Kürt yayıncılığına kısaca göz atarsak Deng ve yakın tarihin diğer dergi ve gazetelerin
geçmişini, geleneğini bilince çıkarmak olanaklı olacaktır.
İlk Kürt Gazetesi: Kürdistan’dır. Bu gazete II. Abdulhamit Döneminde yayına başlamıştır. 22
Nisan 1898’de Mısır’da yayın hayatına başlamıştır. 22 Nisan, günümüzde Kürt Gazeteciliği
Günü olarak kutlanıyor. Kürtçenin, Kurmanci lehçesinden yayımlanmıştır. Kahire’de
sürgünde olan Botan aşiretinden önemli bir aydın olan Mikdat Mithat Bedirhan tarafından
yayın hayatına sokulmuştur.
1908’de İkinci Meşrutiyet’in ilanından sonra ortaya çıkan nispi özgürlük ortamında Hersekli
Ahmet Şerif’in çıkardığı Şark ve Kürdistan, Süreyya Bedirhan’ın Kürdistan, İttihat Terakki’nin
Diyarbakır Kulübü’nün çıkardığı Peyman gibi gazeteler yayın hayatına girdi.
Kürt Teavün ve Terakki Cemiyeti’nin yayın organı olan Kürt Teavün ve Terakki Gazetesi ise
1908 yılında İstanbul’da yayınına başladı.

**Görev a:** Kayıtlarda "brown" sözcüğünü içeren bütün satırları seçip aktarın.

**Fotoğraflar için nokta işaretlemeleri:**
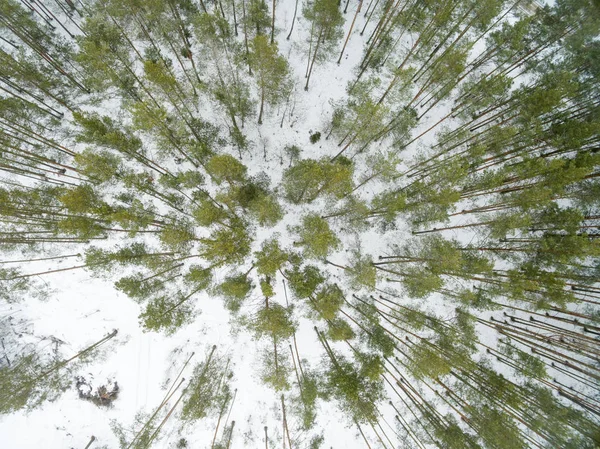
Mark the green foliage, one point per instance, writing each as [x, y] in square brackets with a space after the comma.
[270, 258]
[226, 245]
[327, 301]
[303, 282]
[316, 237]
[274, 321]
[339, 329]
[357, 394]
[309, 178]
[166, 314]
[208, 390]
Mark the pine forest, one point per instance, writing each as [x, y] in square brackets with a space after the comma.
[299, 224]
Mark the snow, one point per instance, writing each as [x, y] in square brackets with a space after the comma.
[83, 309]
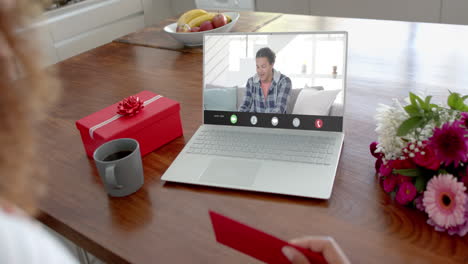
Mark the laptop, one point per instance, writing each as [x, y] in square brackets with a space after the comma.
[273, 107]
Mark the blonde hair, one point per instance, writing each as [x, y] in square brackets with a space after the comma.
[23, 101]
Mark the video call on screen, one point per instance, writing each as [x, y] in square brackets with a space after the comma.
[275, 80]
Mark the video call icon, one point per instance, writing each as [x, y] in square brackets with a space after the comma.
[318, 123]
[253, 120]
[274, 121]
[233, 119]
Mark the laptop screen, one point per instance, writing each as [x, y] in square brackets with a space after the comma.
[275, 80]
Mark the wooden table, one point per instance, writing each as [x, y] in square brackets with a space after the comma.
[169, 223]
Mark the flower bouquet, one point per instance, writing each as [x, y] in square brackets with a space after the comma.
[422, 158]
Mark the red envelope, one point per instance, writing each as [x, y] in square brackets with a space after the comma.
[255, 243]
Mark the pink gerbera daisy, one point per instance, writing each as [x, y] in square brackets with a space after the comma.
[444, 201]
[464, 119]
[450, 144]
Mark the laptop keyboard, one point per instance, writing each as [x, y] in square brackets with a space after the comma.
[251, 145]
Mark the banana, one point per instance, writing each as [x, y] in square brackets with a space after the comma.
[190, 15]
[196, 22]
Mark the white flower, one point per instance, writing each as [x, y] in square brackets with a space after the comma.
[389, 118]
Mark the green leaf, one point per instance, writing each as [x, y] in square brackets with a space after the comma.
[427, 103]
[412, 110]
[416, 172]
[409, 124]
[420, 183]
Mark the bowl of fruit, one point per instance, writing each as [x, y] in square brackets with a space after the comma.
[191, 25]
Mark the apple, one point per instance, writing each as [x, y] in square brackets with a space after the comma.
[183, 28]
[219, 20]
[207, 25]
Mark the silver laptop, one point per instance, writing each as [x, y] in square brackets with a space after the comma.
[273, 106]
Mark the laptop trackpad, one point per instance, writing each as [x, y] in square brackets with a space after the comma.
[231, 172]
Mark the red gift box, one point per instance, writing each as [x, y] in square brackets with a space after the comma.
[156, 124]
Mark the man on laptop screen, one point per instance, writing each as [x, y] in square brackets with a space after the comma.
[281, 131]
[268, 90]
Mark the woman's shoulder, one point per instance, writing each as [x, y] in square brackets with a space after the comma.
[24, 241]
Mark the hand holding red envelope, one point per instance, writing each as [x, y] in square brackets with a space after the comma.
[256, 243]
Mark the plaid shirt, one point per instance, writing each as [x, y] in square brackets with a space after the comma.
[277, 98]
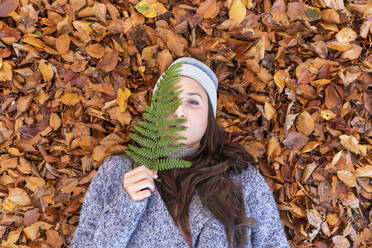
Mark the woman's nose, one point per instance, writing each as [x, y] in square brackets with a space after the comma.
[179, 113]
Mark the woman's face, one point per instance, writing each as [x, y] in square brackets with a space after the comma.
[194, 108]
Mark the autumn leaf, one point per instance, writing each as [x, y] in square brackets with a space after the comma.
[237, 11]
[122, 98]
[7, 6]
[70, 99]
[5, 71]
[150, 8]
[46, 70]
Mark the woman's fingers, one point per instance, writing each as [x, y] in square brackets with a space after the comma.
[143, 184]
[139, 183]
[141, 195]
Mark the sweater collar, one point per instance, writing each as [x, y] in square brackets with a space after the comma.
[183, 152]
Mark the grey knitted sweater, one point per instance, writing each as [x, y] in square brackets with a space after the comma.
[110, 218]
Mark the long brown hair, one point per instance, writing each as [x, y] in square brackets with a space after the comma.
[209, 177]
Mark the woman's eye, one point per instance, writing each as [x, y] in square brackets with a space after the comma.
[194, 102]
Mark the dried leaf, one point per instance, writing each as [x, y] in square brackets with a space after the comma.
[19, 197]
[305, 123]
[295, 141]
[346, 35]
[122, 98]
[208, 9]
[109, 60]
[95, 50]
[237, 11]
[270, 111]
[347, 177]
[307, 172]
[340, 242]
[70, 99]
[150, 8]
[7, 6]
[63, 43]
[5, 71]
[55, 121]
[327, 114]
[365, 171]
[46, 70]
[273, 148]
[352, 144]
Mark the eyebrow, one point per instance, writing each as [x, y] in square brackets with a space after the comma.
[192, 94]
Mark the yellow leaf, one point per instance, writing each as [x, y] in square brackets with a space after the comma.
[305, 123]
[273, 148]
[5, 71]
[308, 171]
[14, 151]
[208, 9]
[320, 82]
[365, 171]
[352, 144]
[54, 121]
[347, 177]
[34, 42]
[95, 50]
[327, 114]
[83, 27]
[46, 70]
[70, 99]
[19, 196]
[8, 205]
[250, 4]
[280, 84]
[270, 111]
[336, 45]
[32, 231]
[237, 11]
[346, 35]
[310, 146]
[34, 183]
[150, 8]
[121, 98]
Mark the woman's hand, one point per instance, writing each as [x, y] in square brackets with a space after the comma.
[139, 183]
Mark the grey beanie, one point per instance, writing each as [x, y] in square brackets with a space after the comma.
[200, 72]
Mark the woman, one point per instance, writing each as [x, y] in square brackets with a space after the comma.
[220, 201]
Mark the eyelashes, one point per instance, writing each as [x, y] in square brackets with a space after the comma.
[193, 102]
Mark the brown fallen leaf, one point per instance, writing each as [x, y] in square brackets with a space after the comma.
[46, 70]
[109, 60]
[347, 177]
[70, 98]
[5, 71]
[54, 239]
[365, 171]
[305, 123]
[340, 241]
[237, 11]
[31, 216]
[63, 43]
[208, 9]
[95, 50]
[295, 141]
[7, 6]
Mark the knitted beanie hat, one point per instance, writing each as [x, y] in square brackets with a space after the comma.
[200, 72]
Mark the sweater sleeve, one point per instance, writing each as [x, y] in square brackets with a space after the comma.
[108, 215]
[268, 231]
[92, 206]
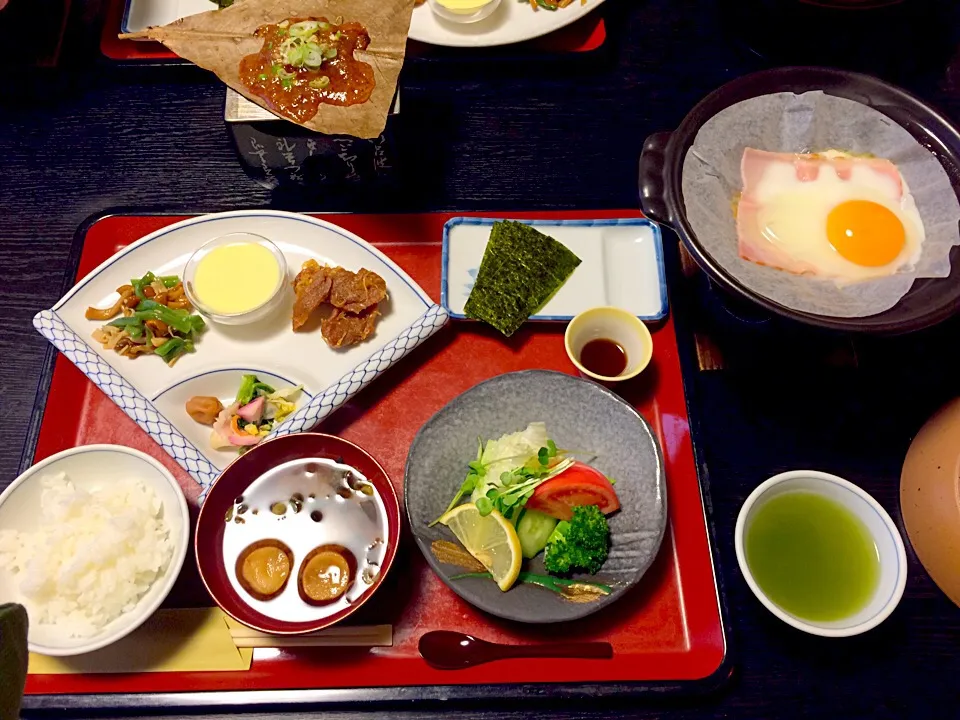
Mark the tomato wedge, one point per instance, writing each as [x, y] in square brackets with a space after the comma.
[579, 484]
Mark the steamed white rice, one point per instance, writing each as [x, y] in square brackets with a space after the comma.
[93, 555]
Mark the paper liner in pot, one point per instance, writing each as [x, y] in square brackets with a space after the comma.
[813, 122]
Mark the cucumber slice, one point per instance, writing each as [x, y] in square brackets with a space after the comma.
[534, 529]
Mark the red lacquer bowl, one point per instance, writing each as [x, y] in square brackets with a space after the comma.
[238, 476]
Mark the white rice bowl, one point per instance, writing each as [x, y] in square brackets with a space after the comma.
[91, 541]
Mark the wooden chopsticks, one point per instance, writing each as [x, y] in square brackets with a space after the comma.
[346, 636]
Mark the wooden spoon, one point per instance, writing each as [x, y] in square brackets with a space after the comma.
[448, 650]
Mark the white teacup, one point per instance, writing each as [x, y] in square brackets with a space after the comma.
[893, 558]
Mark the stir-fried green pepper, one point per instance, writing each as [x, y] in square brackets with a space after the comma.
[249, 387]
[140, 283]
[174, 348]
[180, 320]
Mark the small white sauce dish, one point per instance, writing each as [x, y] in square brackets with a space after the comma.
[87, 467]
[249, 315]
[889, 544]
[463, 11]
[610, 323]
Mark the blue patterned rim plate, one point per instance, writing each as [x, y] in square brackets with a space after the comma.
[153, 394]
[621, 265]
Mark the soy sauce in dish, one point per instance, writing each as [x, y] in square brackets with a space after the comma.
[604, 357]
[309, 506]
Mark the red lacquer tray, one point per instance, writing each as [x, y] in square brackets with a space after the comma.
[667, 633]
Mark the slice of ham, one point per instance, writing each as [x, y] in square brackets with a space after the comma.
[751, 243]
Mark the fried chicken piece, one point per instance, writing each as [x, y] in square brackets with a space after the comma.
[355, 292]
[312, 288]
[343, 329]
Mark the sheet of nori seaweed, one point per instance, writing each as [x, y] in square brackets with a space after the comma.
[521, 269]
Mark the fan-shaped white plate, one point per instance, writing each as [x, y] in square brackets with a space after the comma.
[512, 21]
[154, 395]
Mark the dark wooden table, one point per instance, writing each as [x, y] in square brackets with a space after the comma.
[523, 135]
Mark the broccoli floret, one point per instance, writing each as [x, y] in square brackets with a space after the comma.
[580, 544]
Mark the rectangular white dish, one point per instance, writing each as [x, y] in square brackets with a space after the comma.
[621, 265]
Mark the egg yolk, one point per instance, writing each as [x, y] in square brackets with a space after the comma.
[866, 233]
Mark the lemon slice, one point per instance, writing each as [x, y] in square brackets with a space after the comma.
[492, 540]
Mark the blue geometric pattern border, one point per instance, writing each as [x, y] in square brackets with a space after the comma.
[323, 404]
[143, 412]
[135, 405]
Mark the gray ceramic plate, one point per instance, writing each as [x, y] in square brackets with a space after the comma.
[578, 414]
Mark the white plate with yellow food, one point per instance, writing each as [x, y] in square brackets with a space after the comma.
[487, 23]
[92, 541]
[457, 23]
[261, 358]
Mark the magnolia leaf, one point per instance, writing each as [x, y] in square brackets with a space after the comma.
[218, 40]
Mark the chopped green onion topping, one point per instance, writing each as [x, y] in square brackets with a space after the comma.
[305, 28]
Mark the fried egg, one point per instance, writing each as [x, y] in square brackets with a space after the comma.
[829, 215]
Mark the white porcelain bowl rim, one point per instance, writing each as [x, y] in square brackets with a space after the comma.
[142, 611]
[901, 580]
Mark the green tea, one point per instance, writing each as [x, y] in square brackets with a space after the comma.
[812, 556]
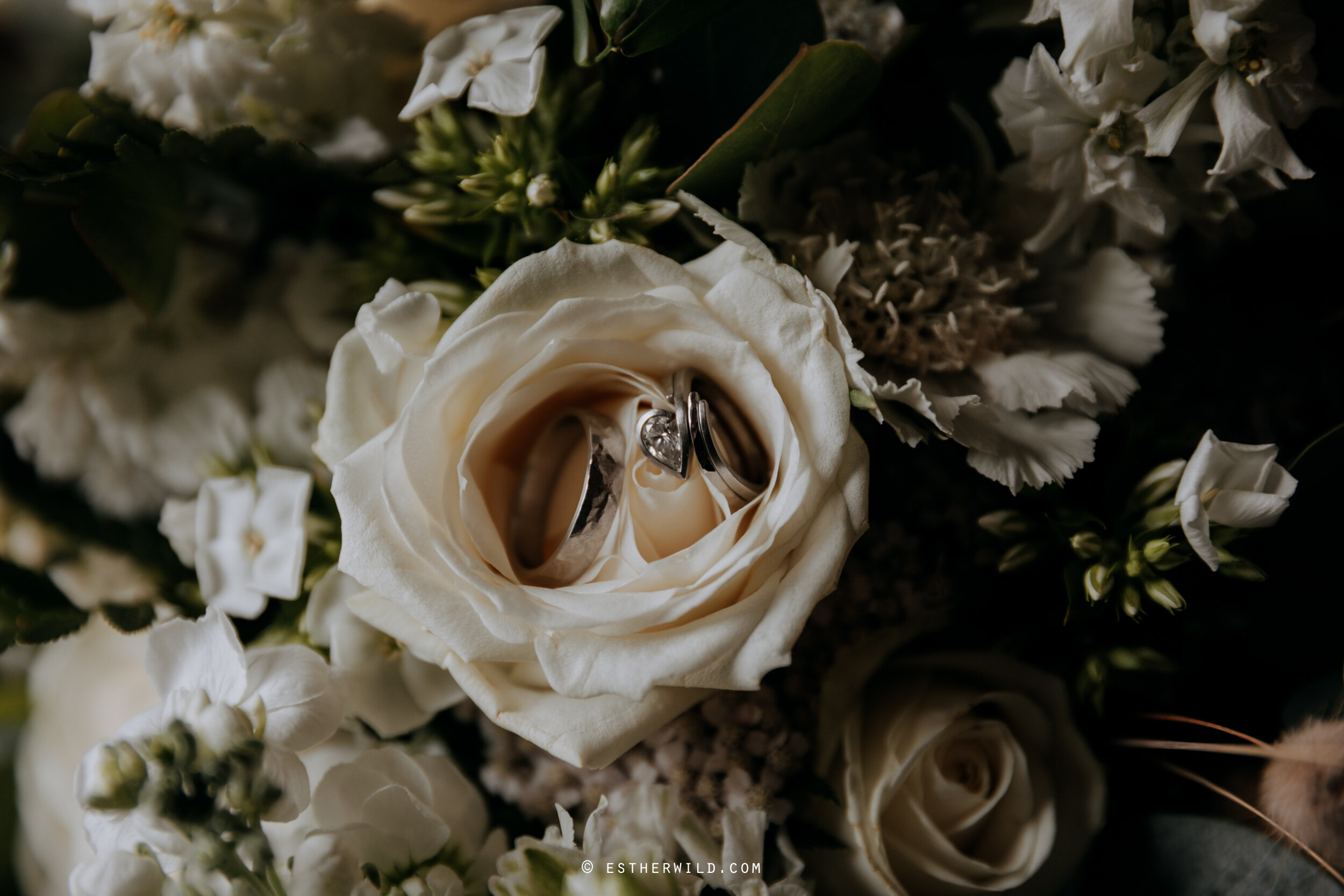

**Görev b:** Kürt yayıncılığının geçmişini anlatan metni kaldığı yerden devam ettirin.

**Görev çıktısı a:**
Mark the long brown hair, one point per instance, writing each as [x, y] in square brackets with a space after the comma.
Mark the brown fallen leaf, one point per instance, writing each as [x, y] in square brackets with a space after the comma.

**Görev çıktısı b:**
Rojî Kurd (Kürt Güneşi) Dergisi, 1912’de kurulan Kürt Talebe-i Hevi Cemiyeti’nin yayın
organıdır. Rojî Kurd, Osmanlıca ve Kurmanci dilinde yayımlanıyordu. Ancak yazılar ağırlıklı
olarak Kürtçe (Kurmanci ve Soranice) idi.
Jîn (Yaşam) Gazetesi, Birinci Dünya Savaşı sonrasında yayımlandı. 1918’de kurulan
Kürdistan Teali Cemiyeti’nin kurucularından Müküslü Hamza, son beş sayısını da bu
cemiyetten ayrılanların kurduğu Kürd Teşkilat-ı İçtimaiye Cemiyeti’nin üyelerinden Memduh
Selim Bey yönetmişti.
Birinci Dünya Savaşından sonra, 1918’de imzalanan Mondros Mütarekesi sonrasında
Gazi (Çağrı) gazetesi, Kürdistan Cemiyeti tarafından 1919 yılında Diyarbakır’da
yayımlanmaya başlandı. Ancak birkaç sayıdan sonra kapandı.
1922’de Irak’ın Süleymaniye şehrinde çıkarılan üç dilli (Kürtçe, Türkçe ve Farsça) Bangi
Kürdistan (Kürdistan’a Sesleniş) adlı haftalık ‘ilmî, içtimaî, edebî’ gazete Mirliva (Yarbay)
Mustafa Paşa Yemolki tarafından çıkarıldı. Kürdistan Cemiyeti tarafından da desteklendi.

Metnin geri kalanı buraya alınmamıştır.